Lyle and Kelly McDaniel, like all couples, should have four kidneys and not two.
But what they lack in those organs, they make up with huge hearts.
The Monroe residents have been told they may be the only married couple to be living organ donors, and since this is National Donate Life Month, there’s no better time to celebrate their selfless acts that have extended and improved the quality of lives of the two recipients.
“We share a special bond,” Kelly McDaniel said.
While the bond is special, the circumstances behind their donations are incredible.
Eight years ago, Lyle, 58, plant manager at Air Products in Middletown, donated a kidney to his mother-in-law.
“You should see the looks I get when I tell people I gave a kidney to my mother-in-law,” he said with a laugh. “My sanity has been questioned.”
At least he knew his recipient. Kelly, 49, a registered nurse at Atrium Medical Center, donated a kidney to a stranger, a 40-year-old orthodontist whose pelvic cancer deteriorated his kidney.
In 2011, Kelly’s mother, Carolyn O’Neal, of Ashland, Ky., was diagnosed with kidney failure, and she told her family and friends she’d be dead by Christmas of that year. She received her kidney on Aug. 4, 2011 at University of Cincinnati Medical Center. Since then, O’Neal, 71, has crossed off two bucket list items: Watched a granddaughter get married in 2014 and became a great-grandmother 16 months ago.
When O’Neal needed a kidney, her husband, two children and sister were tested as possible matches. Lyle McDaniel decided to be tested, too. It’s a good thing. He came back “a perfect match,” he said.
Lyle joined the Navy when he was 18 and planned to make the military a career. But after 11 years and four knee surgeries, he was discharged. He then was hired at Air Products in California and transferred to Cleveland, then to Ashland, Ky.
The same Ashland, Ky., where his future wife is from. That’s where they met. And if they had never met, Carolyn O’Neal probably wouldn’t be alive today, her daughter said.
“I just believe God planned all of that out,” she said of the circumstances.
After seeing the joy the kidney transplant gave her mother, Kelly said she “wanted to pay it forward.” So she talked to the transplant coordinator at UC Medical Center about being worked up as a possible kidney donor.

□ □ □ □ □ □ □

Reproduce the kidney donor article word for word between "The same Ashland, Ky., where" and "of the circumstances.", inclusive.

* STORED DATA *

□ □ □ □ □ □ □

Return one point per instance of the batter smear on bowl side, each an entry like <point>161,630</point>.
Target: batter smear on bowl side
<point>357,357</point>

□ □ □ □ □ □ □

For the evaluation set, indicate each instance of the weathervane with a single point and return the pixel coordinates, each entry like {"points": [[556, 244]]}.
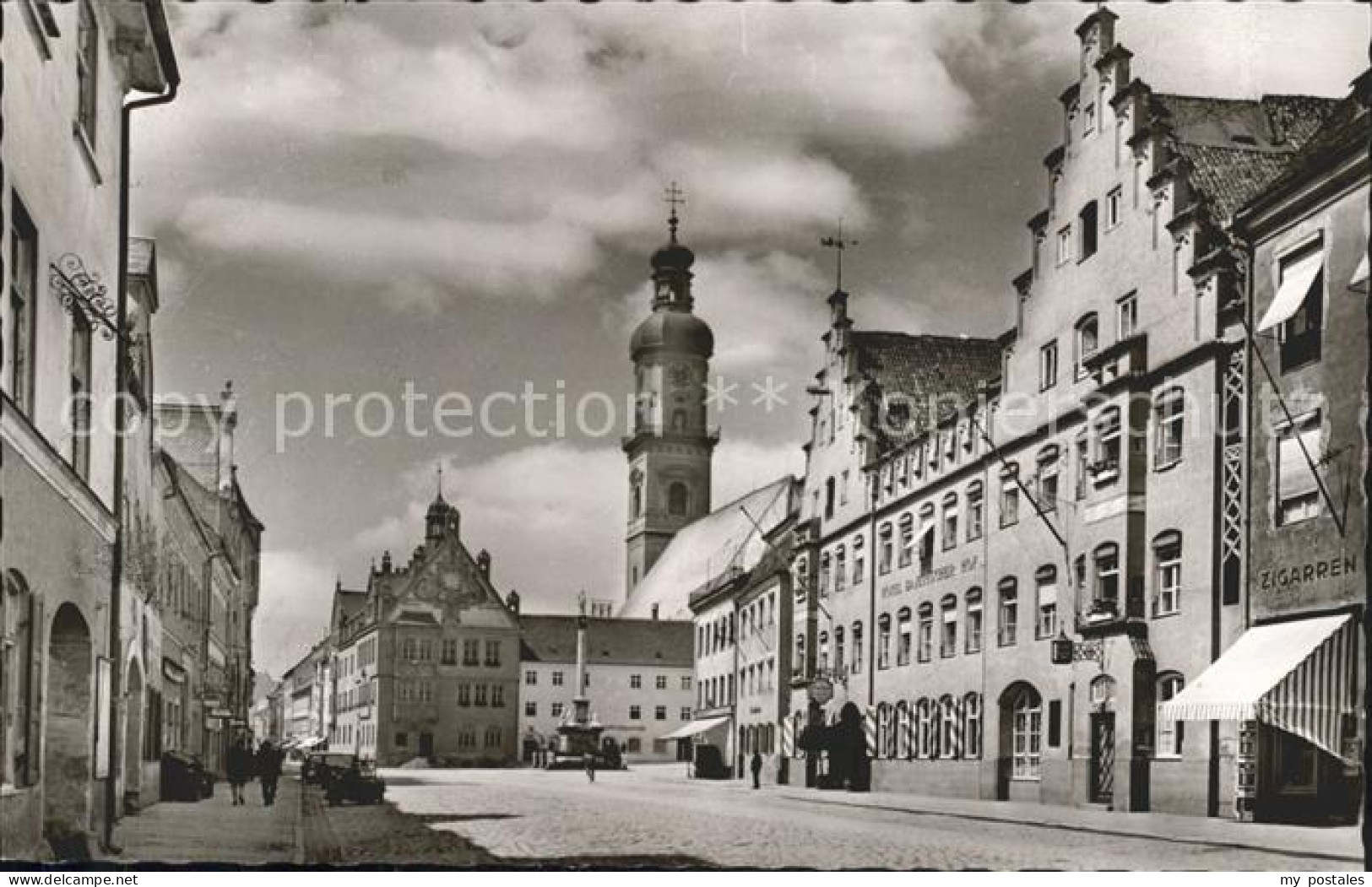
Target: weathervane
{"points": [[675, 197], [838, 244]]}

□ □ □ □ □ □ □

* EXERCISE OUTPUT *
The same Ashland, Ky., where his future wife is from. That’s where they met. And if they had never met, Carolyn O’Neal probably wouldn’t be alive today, her daughter said.
“I just believe God planned all of that out,” she said of the circumstances.